▸ **Task directions**
Your job is to copy every record exactly.
.....
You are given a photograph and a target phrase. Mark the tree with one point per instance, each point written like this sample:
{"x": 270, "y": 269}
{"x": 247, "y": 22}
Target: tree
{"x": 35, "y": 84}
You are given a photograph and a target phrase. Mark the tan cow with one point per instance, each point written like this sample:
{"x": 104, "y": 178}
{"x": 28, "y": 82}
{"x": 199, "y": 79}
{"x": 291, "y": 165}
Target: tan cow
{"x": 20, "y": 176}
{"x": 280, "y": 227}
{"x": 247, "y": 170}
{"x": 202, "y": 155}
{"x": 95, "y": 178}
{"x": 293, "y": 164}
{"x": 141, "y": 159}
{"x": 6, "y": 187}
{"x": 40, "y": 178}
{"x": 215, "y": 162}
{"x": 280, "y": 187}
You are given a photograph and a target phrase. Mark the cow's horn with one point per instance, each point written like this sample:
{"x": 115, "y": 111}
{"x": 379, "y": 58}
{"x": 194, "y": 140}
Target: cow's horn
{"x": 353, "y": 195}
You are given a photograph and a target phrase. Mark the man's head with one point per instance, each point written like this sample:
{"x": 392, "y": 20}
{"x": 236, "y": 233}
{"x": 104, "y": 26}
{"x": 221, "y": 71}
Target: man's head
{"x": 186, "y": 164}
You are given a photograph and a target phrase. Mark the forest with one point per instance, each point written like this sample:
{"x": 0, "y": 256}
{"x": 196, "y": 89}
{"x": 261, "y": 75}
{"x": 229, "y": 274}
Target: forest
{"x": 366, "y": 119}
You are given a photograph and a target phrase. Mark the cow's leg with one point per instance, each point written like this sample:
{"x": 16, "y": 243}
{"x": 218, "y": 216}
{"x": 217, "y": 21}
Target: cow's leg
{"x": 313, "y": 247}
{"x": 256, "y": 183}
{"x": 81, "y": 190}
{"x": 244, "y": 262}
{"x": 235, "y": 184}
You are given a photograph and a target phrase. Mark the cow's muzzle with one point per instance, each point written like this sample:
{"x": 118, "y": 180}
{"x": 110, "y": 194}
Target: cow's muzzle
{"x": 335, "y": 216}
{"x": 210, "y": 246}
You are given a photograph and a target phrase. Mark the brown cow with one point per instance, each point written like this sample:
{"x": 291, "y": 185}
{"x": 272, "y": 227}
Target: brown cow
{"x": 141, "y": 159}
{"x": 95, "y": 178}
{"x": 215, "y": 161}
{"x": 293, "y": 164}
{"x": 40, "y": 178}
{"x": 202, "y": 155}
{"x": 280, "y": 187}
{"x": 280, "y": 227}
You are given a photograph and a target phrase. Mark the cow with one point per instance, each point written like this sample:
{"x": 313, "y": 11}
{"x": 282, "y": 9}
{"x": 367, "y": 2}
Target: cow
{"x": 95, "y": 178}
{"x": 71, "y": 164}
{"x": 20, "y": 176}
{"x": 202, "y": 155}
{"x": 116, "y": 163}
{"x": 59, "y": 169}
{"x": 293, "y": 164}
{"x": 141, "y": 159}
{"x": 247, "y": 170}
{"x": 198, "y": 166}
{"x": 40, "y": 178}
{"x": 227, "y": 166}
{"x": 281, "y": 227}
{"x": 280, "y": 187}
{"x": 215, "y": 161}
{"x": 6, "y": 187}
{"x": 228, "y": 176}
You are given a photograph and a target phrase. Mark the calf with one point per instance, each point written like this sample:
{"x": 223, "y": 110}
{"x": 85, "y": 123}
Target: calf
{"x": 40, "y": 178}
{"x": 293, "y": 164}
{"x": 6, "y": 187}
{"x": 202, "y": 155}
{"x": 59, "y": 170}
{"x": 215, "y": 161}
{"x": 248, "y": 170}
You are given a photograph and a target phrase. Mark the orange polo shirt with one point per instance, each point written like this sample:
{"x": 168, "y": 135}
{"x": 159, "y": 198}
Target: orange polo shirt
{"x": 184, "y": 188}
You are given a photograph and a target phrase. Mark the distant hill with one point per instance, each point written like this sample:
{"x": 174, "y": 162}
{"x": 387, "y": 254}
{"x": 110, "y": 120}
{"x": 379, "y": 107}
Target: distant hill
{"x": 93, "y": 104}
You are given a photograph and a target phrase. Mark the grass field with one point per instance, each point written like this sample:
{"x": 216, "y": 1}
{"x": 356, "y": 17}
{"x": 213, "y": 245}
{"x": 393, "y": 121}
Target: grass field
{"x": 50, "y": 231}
.....
▸ **Solution**
You are given a photograph and a target phrase. Mark the tree with one point per instance, each point written like this sample:
{"x": 270, "y": 269}
{"x": 247, "y": 22}
Target: tree
{"x": 35, "y": 84}
You are given a photograph and a target phrase. Mark the tan cow with one point per instance, each point written like this sample:
{"x": 104, "y": 178}
{"x": 28, "y": 82}
{"x": 199, "y": 79}
{"x": 291, "y": 165}
Target: tan cow
{"x": 20, "y": 176}
{"x": 280, "y": 227}
{"x": 247, "y": 170}
{"x": 202, "y": 155}
{"x": 95, "y": 178}
{"x": 293, "y": 164}
{"x": 141, "y": 159}
{"x": 6, "y": 187}
{"x": 40, "y": 178}
{"x": 215, "y": 162}
{"x": 280, "y": 187}
You are given a photograph and a target phrase. Mark the cow's horn with one point per instance, each point written like this sample:
{"x": 115, "y": 111}
{"x": 379, "y": 58}
{"x": 194, "y": 140}
Target: cow's horn
{"x": 353, "y": 195}
You are given a photograph and a target phrase. Mark the man's head with one point per instance, each point written like this sample:
{"x": 392, "y": 20}
{"x": 236, "y": 233}
{"x": 104, "y": 26}
{"x": 221, "y": 71}
Target: man's head
{"x": 186, "y": 164}
You are given a photograph and a target phrase. Mark the forest with one point per instance, each point written like this sample:
{"x": 0, "y": 256}
{"x": 196, "y": 89}
{"x": 261, "y": 75}
{"x": 229, "y": 274}
Target: forest
{"x": 366, "y": 119}
You are given a photograph and a target phrase. Mark the cow's leg with one point per instance, each point written like this sample:
{"x": 16, "y": 243}
{"x": 218, "y": 216}
{"x": 217, "y": 21}
Target: cow's leg
{"x": 313, "y": 247}
{"x": 256, "y": 183}
{"x": 81, "y": 190}
{"x": 244, "y": 262}
{"x": 235, "y": 184}
You are given a photograph and a target phrase. Mark the cow's muzzle with one point per instance, each point written like this sample:
{"x": 118, "y": 180}
{"x": 110, "y": 194}
Target: cow's muzzle
{"x": 335, "y": 216}
{"x": 210, "y": 246}
You are given a photograph and a target phrase. Mark the brown cow with one point per instance, each point written like this sample:
{"x": 291, "y": 185}
{"x": 272, "y": 227}
Target: brown cow
{"x": 141, "y": 159}
{"x": 95, "y": 178}
{"x": 215, "y": 161}
{"x": 293, "y": 164}
{"x": 40, "y": 178}
{"x": 202, "y": 155}
{"x": 280, "y": 187}
{"x": 280, "y": 227}
You are given a photograph and a target phrase. Mark the cow with one point per instance, each point written like this sample:
{"x": 313, "y": 11}
{"x": 282, "y": 9}
{"x": 367, "y": 2}
Target: cow
{"x": 95, "y": 178}
{"x": 71, "y": 164}
{"x": 20, "y": 176}
{"x": 202, "y": 155}
{"x": 116, "y": 163}
{"x": 59, "y": 169}
{"x": 293, "y": 164}
{"x": 141, "y": 159}
{"x": 247, "y": 170}
{"x": 198, "y": 166}
{"x": 40, "y": 178}
{"x": 227, "y": 166}
{"x": 281, "y": 227}
{"x": 280, "y": 187}
{"x": 215, "y": 161}
{"x": 6, "y": 187}
{"x": 228, "y": 176}
You are given a photograph and a target phrase. Mark the calf with one point per instance, each point written like this sample:
{"x": 223, "y": 110}
{"x": 85, "y": 123}
Target: calf
{"x": 40, "y": 178}
{"x": 293, "y": 164}
{"x": 6, "y": 187}
{"x": 202, "y": 155}
{"x": 59, "y": 170}
{"x": 215, "y": 161}
{"x": 248, "y": 170}
You are given a photograph and a target phrase. Mark the orange polo shirt with one point per instance, each point written like this sample:
{"x": 168, "y": 135}
{"x": 159, "y": 198}
Target: orange polo shirt
{"x": 184, "y": 188}
You are given a photograph and a target phrase. Mark the distant hill with one point per instance, each point written like this sample:
{"x": 174, "y": 162}
{"x": 387, "y": 254}
{"x": 110, "y": 120}
{"x": 379, "y": 107}
Target: distant hill
{"x": 93, "y": 104}
You are given a photograph and a target phrase. Mark the grass field with one point per instance, each point written like this sample:
{"x": 216, "y": 1}
{"x": 356, "y": 17}
{"x": 213, "y": 245}
{"x": 393, "y": 121}
Target: grass field
{"x": 50, "y": 231}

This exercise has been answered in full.